# Start of Extract
NM22SE 4.00 centred 286 244

St Mary's Abbey

and remains of

Abbey

(Benedictine-founded 1203)

on site of

Celtic Monastery [NAT]

OS (GIS) MasterMap, November 2009.

NM22SE 4.01 NM 2861 2453 Torr an Aba 'Cell'; Building; Cross-base

NM22SE 4.02 NM 286 244 Vallum Enclosure; Sanctuary marker

NM22SE 4.03 NM 2861 2450 Columba's Shrine Shrine

NM22SE 4.04 NM 28632 24504 St Martin's Cross Cross

NM22SE 4.05 NM 2865 2450 St John's Cross Cross

NM22SE 4.06 NM 2865 2450 St Matthew's Cross Cross

NM22SE 4.07 NM 286 244 St Oran's Cross Cross

NM22SE 4.08 NM 28636 24531 Old Guest House Excavation

NM22SE 4.09 NM 28578 24565 Guest House Excavation

NM22SE 4.10 NM 28648 24551 Carpenter's Shed Excavation

NM22SE 4.11 NM 28665 24558 Working Area Excavation

For (restored) Iona Abbey or St Mary's Cathedral (NM 2867 2451) and Nunnery (NM 2843 2410), see NM22SE 5 and NM22SE 14 respectively.

(Area: NM 286 245) A monastery was founded on Iona by St Columba in 563 and existed until about the turn of the 8th - 9th centuries when the wooden complex was destroyed by Norse raiders. After periodic rebuilding in wood and destruction, the monastery was rebuilt in stone and survived comparatively intact until 986 when it was again destroyed.

Queen Margaret (1069-93) is said to have attempted to restore the monastery and another attempt at restoration was made in 1164 in which year Culdees are mentioned, but the dispersion of the possessions of the monastery may have begun in the reign of William the Lion (1172-8) and there is no record of the Celtic community after 1204.

Of the original monastery nothing remains above ground except possibly the vallum (NM22SE 4.02) and the cell on Tor Abb (NM22SE 4.01), but excavations, which have been taking place since 1957, firstly by Thomas (1957; 1959) and later by Reece (undated), sponsored by the Russell Trust and DoE, have shown that the Columban monastery, which consisted of about a dozen huts and a small church, lay in the vicinity of the Abbey buildings, especially of the Abbot's House, the Refectory, the cloisters and the west part of the Cathedral. Sleeper-beam trenches and post-holes also suggest the existence of large wooden buildings in the small field between the Abbey and the Relig Oran (NM22SE 10) and south of the "Old Guest House" (NM 2864 2452) between Tor Abb and the Abbey. Beside and beneath the last was an empty cist lying N-S and measuring only 1.5m x 0.3m.
# End of Extract
# Start of Dataset records
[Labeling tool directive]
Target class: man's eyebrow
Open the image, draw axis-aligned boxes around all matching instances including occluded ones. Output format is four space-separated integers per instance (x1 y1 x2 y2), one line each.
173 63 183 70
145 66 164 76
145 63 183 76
# End of Dataset records
Problems to work on:
**1.** Name each cross listed among the numbered sub-sites in the Iona monastery extract.
**2.** Carry the Iona monastery extract forward from its final sentence.

Results of the exercise:
**1.** St Martin's Cross, St John's Cross, St Matthew's Cross, St Oran's Cross

**2.**
A working site of the Columban period was excavated about 10 yds N of the rebuilt 'Abbot's House' (NM 2868 2454) but its purpose was not established. Possibly from the same period is the well outside the west door of the church. It is surrounded by a wide foundation, which could have carried a high building - an Irish-type round tower has been suggested.

A few grave-slabs of the 7th and 8th centuries, generally simple incised or outline crosses, occur, some of them now just outside "St Columba's Shrine" (NM22SE 4.03). Evidence of the Norse presence is provided by

the finding of a Viking cremation in a boat-shaped grave on the bank of the Vallum near the graveyard, and a later incised Runic cross of about 1000.

A small, stone building whose NW corner is still visible at the SE corner of the cloister garth may be the church of the later stone-built monastery. Its orientation and the mass burial of skeletons found against the walls in 1957 support this theory. A large rectangular building, lying N-S and now overlain by the crossing of the Cathedral, may also have belonged to this phase, as do the high crosses (NM22SE 4.04, NM22SE 4.05, NM22SE 4.06, NM22SE 4.07 ) and certain cross-bases.

D E Easson 1957; I B Cowan 1964; D M Wilson and D G Hurst 1965; D M Wilson 1967; D M Wilson 1969.

Apart from the remains on Tor an Aba and the Vallum, no ground evidence of the Celtic Monastery survives.

Visited by OS (RD) 9 June 1972.

Wooden turning-wasters.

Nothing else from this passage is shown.